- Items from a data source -
────────

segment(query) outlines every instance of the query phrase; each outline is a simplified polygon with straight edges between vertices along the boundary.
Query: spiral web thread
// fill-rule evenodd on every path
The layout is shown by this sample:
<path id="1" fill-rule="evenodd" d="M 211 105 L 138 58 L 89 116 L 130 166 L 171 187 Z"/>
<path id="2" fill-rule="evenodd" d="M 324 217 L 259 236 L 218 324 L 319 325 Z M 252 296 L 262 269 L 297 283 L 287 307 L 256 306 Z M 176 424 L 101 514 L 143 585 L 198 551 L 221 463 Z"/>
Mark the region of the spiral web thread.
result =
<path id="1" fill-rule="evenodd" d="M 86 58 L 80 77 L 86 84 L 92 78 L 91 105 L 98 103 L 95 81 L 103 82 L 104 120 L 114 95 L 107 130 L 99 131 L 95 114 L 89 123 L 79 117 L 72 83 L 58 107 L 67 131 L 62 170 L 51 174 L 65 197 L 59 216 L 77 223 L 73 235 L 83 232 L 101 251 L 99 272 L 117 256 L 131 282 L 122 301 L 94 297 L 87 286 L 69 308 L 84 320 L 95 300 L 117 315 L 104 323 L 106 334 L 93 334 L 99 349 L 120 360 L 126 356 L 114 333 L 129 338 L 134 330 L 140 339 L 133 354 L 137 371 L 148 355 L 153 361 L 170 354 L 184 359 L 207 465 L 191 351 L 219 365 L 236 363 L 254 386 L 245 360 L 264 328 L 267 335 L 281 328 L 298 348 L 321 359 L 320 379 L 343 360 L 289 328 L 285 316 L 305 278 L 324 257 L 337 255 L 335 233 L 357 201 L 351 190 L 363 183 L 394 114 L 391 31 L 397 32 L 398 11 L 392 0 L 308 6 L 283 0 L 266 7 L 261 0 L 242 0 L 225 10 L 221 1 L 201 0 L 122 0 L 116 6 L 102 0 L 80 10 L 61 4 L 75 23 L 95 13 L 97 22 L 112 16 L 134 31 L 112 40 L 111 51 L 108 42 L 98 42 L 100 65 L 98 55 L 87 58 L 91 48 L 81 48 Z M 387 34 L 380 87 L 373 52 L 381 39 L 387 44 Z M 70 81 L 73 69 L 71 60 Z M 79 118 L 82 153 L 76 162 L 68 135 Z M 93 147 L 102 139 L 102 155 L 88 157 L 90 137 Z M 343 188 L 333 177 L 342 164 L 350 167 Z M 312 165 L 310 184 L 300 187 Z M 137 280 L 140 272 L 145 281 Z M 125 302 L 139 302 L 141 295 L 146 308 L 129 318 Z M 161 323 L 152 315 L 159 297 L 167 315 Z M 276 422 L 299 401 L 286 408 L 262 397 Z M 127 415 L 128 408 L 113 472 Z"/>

────────

- Task objective -
The answer should be an exact reproduction of all the entries.

- Exercise output -
segment(query) outlines every instance of the query phrase; each outline is a simplified polygon with straight edges between vertices along the boundary.
Query: spiral web thread
// fill-rule evenodd on every path
The layout is shown by this sample:
<path id="1" fill-rule="evenodd" d="M 211 105 L 138 58 L 89 116 L 130 166 L 171 187 Z"/>
<path id="2" fill-rule="evenodd" d="M 324 217 L 259 236 L 218 324 L 319 325 Z M 252 296 L 262 269 L 297 283 L 287 307 L 256 306 Z M 176 424 L 101 514 L 143 585 L 198 551 L 221 463 Z"/>
Mark the region of the spiral web thread.
result =
<path id="1" fill-rule="evenodd" d="M 86 58 L 80 77 L 86 84 L 92 78 L 91 105 L 98 103 L 95 81 L 103 82 L 104 120 L 114 95 L 107 130 L 99 131 L 95 114 L 89 123 L 79 117 L 72 83 L 58 107 L 67 131 L 62 170 L 51 174 L 65 197 L 59 216 L 77 223 L 73 235 L 83 232 L 101 251 L 99 272 L 117 256 L 131 282 L 122 301 L 94 297 L 87 286 L 69 308 L 84 320 L 95 300 L 117 315 L 104 323 L 106 334 L 93 334 L 99 349 L 120 360 L 126 356 L 114 333 L 129 338 L 134 330 L 140 339 L 133 354 L 137 371 L 148 355 L 153 361 L 170 354 L 184 359 L 207 465 L 191 351 L 219 365 L 236 363 L 254 386 L 245 360 L 264 328 L 267 335 L 281 328 L 298 348 L 321 359 L 320 379 L 343 360 L 289 328 L 285 316 L 305 278 L 324 257 L 337 255 L 335 233 L 357 201 L 351 190 L 363 183 L 394 114 L 391 31 L 397 32 L 398 11 L 392 0 L 308 6 L 283 0 L 266 7 L 261 0 L 242 0 L 225 10 L 221 1 L 201 0 L 122 0 L 116 6 L 102 0 L 80 10 L 61 4 L 75 23 L 95 13 L 97 22 L 112 16 L 134 31 L 112 40 L 111 51 L 108 42 L 98 42 L 100 65 L 98 55 L 87 58 L 91 48 L 81 48 Z M 387 34 L 380 87 L 373 52 L 381 39 L 387 44 Z M 70 81 L 73 69 L 71 60 Z M 79 118 L 82 153 L 76 162 L 68 135 Z M 93 147 L 102 139 L 102 155 L 88 157 L 90 137 Z M 343 188 L 333 177 L 342 164 L 350 167 Z M 312 165 L 310 184 L 300 187 Z M 137 280 L 140 272 L 145 281 Z M 125 302 L 139 302 L 141 295 L 146 308 L 129 318 Z M 161 323 L 152 315 L 159 297 L 167 315 Z M 276 422 L 299 401 L 286 408 L 262 397 Z M 127 415 L 128 408 L 113 472 Z"/>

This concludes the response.